[Excerpted passage]
## BEGIN

We used each method separately to score all webpages visited by the first 100 participants from study 1 and averaged the webpage scores for each participant. We used an ICC analysis to examine how consistent the scores were across different scoring methods, separately for positive and negative scores. All scores were Z-scored before analysis to ensure they were on the same scale. We observed good reliability between all three methods: (1) the NRC VAD lexicon and the Hu and Liu Opinion lexicon (positive score: ICC = 0.835, P < 0.001; negative score: ICC = 0.948, P < 0.001); (2) the NRC VAD lexicon and the DistilBERT algorithm (positive score: ICC = 0.812, P < 0.001; negative score: ICC = 0.869, P < 0.001); and (3) the DistilBERT algorithm and the Hu and Liu Opinion lexicon (positive score: ICC = 0.866, P < 0.001; negative score: ICC = 0.885, P < 0.001). This suggests that these different methods measure the same construct.

We further checked that the above scores were reflective of human assessment. To that end, we asked a fresh set of participants (n = 100) to rate the positive (0 (not at all) to 6 (very positive)) and negative (0 (not at all) to 6 (negative)) valence of 10 randomly assigned webpages from a corpus of 48 webpages. We then computed the positive and negative valence scores for each webpage using the methods above and their respective human rating for that webpage and submitted the positive and negative pairs into an ICC to calculate their reliability. All scores were Z-scored to standardize them for comparison. The values were found to be significantly related: the human ratings were significantly related with the NRC valence scores (negative score: ICC = 0.707, 95% CI 0.668, 0.742, P < 0.001; positive score: ICC = 0.499, 95% CI 0.432, 0.558, P < 0.001), with the Hu and Liu valence scores (negative score: ICC = 0.680, 95% CI 0.668, 0.742, P < 0.001; positive score: ICC = 0.510, 95% CI 0.432, 0.558, P < 0.001) and with the DistilBERT algorithm scores (negative score: ICC = 0.472, 95% CI 0.402, 0.534, P < 0.001; positive score: ICC = 0.384, 95% CI 0.302, 0.465, P < 0.001). Because the NRC lexicon was found to reflect human subjective assessments of webpages a bit better on average compared with both the Hu and Liu method and the machine-learning method, and it also has a specific emotion lexicon while requiring fewer computational resources than the machine-learning methods, we chose it for our analysis.

## END

[Data for this task]
## BEGIN

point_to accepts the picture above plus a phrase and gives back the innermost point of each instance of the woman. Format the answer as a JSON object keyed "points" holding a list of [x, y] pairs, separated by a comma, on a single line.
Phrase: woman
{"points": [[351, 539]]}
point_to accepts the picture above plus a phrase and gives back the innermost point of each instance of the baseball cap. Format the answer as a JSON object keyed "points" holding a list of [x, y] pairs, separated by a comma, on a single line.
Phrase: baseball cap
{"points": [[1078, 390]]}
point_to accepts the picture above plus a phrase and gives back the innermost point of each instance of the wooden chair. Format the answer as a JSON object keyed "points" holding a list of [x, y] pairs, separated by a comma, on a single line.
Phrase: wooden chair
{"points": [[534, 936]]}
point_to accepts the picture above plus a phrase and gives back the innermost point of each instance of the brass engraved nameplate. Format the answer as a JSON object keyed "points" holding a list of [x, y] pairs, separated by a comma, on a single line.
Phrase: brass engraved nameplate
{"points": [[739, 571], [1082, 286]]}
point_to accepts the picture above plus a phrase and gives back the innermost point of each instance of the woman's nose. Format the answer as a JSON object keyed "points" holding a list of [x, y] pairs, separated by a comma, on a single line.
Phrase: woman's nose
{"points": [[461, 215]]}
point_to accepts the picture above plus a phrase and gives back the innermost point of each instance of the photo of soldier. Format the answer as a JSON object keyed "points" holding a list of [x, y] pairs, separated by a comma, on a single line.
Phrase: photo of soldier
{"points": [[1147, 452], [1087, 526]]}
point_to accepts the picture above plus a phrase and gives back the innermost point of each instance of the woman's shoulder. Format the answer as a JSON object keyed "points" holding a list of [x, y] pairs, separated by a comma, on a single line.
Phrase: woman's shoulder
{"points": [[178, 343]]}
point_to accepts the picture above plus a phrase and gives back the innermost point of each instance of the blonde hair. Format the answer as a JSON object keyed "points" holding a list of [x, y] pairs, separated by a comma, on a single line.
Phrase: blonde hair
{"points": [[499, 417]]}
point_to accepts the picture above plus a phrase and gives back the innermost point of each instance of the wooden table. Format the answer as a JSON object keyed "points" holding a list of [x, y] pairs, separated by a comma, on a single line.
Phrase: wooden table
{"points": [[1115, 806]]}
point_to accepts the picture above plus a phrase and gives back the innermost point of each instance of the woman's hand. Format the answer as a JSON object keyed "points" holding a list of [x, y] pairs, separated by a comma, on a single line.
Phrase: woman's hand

## END

[Task instructions]
[A] Arrange everything in the entries from the line containing "the woman's hand." down to the end of the entries as a numbered list, leaving out any blank lines.
[B] Pick up the passage on scoring webpage valence and carry it on from its final sentence.

[Answers for the exercise]
[A]
1. point_to accepts the picture above plus a phrase and gives back the innermost point of each instance of the woman's hand. Format the answer as a JSON object keyed "points" holding a list of [x, y] pairs, separated by a comma, on a single line.
2. Phrase: woman's hand

[B]
Given that the method we used scores entire webpages rather than the text participants actually consume, it was important to test whether the former was a good indicator of the latter. To that end we adopted two approaches. First, we examined whether there is good reliability between the valence of text on a whole webpage and the valence of text on a random part of it. To test this, we randomly extracted segments of text from webpages (n = 100) with a minimum word count of 200 words⁹⁴. We then calculated the positive and negative scores for the random samples text and that of its corresponding whole text and submitted those into an ICC analysis to calculate reliability (separately for the positive and negative scores). We observed good reliability between the NRC valence scores of randomly sampled segments and the scores of their respective webpage’s whole texts (negative score: ICC = 0.945, 95% CI 0.918, 0.963, P < 0.001; positive score: ICC = 0.947, 95% CI 0.922, 0.965, P < 0.001). This result suggests that by analysing the whole text of a webpage, we can reliably compute the sentiment of a random section of a webpage.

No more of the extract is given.